By mid-February 1943, Axis aircraft strength in the Mediterranean region had risen to around 1,570, of which approximately 300 were based in Tunisia. Poor maintenance and supply difficulties, however, meant that only 50 per cent were generally serviceable for operations at any time. By contrast RAF Middle East, with under 1,000 aircraft, enjoyed a typical 75 per cent rate of availability. In addition Allied air forces were expanding rapidly.
On Eisenhower’s instigation in early February all Allied air forces, including the USAAF across North Africa, were placed under the command of Acting Air Marshal Tedder, as AOC-in-C Mediterranean. In a series of discussions and meetings in Algiers, Eisenhower and Tedder had found a meeting of minds, for a working relationship and in their views of the role of air power. Tedder was appointed as Deputy to Eisenhower, and AVM Coningham took over as AOC Tactical Air Forces in North Africa. Tedder put great emphasis on maintenance and supply, which he saw as the essential backbone of air power.

☆ ☆ ☆ ☆ ☆ ☆ ☆

> _Exercise set_:
1. In the passage on Allied air power in 1943, rewrite the paragraph that begins "By mid-February 1943" as a short bulleted list that keeps its main facts.
2. Answer these questions from the passage on Allied air power in 1943:
(a) What share of Axis aircraft was generally serviceable for operations at any time?
(b) In what city did Eisenhower and Tedder hold their discussions and meetings?
(c) What post did AVM Coningham take over?
3. List every person named in the passage on Allied air power in 1943, with the rank or title the passage gives each one.

> _Data listing_:
☆ ☆ ☆ ☆ ☆ ☆ ☆

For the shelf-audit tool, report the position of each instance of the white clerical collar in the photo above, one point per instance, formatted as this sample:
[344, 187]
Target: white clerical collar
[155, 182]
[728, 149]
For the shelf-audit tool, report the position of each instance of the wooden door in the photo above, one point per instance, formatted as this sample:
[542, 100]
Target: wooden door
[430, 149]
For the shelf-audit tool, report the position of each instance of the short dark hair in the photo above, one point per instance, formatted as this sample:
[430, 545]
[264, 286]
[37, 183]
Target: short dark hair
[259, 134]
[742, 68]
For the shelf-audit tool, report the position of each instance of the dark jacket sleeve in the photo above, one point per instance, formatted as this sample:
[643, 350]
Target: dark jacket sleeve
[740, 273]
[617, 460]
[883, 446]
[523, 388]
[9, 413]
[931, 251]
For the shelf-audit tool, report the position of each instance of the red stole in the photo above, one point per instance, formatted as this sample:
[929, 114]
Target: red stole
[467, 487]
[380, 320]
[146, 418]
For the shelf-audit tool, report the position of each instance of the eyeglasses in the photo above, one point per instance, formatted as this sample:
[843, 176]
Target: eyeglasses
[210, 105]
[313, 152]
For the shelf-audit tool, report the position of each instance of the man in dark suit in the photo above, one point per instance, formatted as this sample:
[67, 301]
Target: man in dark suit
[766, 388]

☆ ☆ ☆ ☆ ☆ ☆ ☆

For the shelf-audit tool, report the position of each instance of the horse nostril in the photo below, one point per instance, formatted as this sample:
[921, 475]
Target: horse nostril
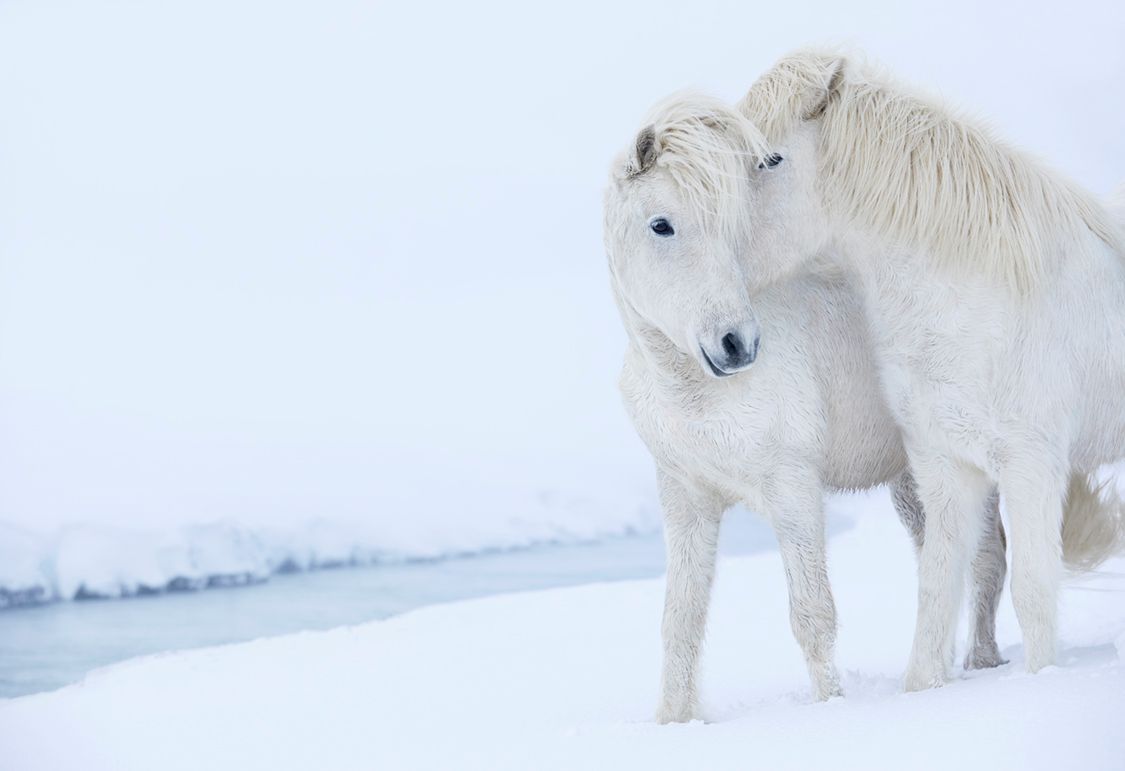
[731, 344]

☆ ☆ ☆ ☆ ☆ ☆ ☆

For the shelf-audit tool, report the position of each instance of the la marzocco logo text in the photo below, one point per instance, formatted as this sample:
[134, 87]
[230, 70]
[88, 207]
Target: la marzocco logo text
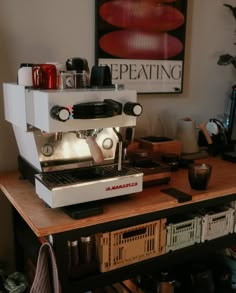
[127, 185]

☆ ☆ ☆ ☆ ☆ ☆ ☆

> _Completed exercise_:
1.
- By mid-February 1943, the Axis had about 1,570 aircraft in the Mediterranean region, about 300 of them in Tunisia.
- Poor maintenance and supply problems meant that only about 50 per cent of these were usually serviceable.
- RAF Middle East had fewer than 1,000 aircraft but a typical availability rate of 75 per cent.
- Allied air forces were expanding rapidly.

2.
(a) About 50 per cent.
(b) Algiers.
(c) AOC Tactical Air Forces in North Africa.

3.
- Eisenhower (no rank or title given)
- Tedder, Acting Air Marshal
- Coningham, AVM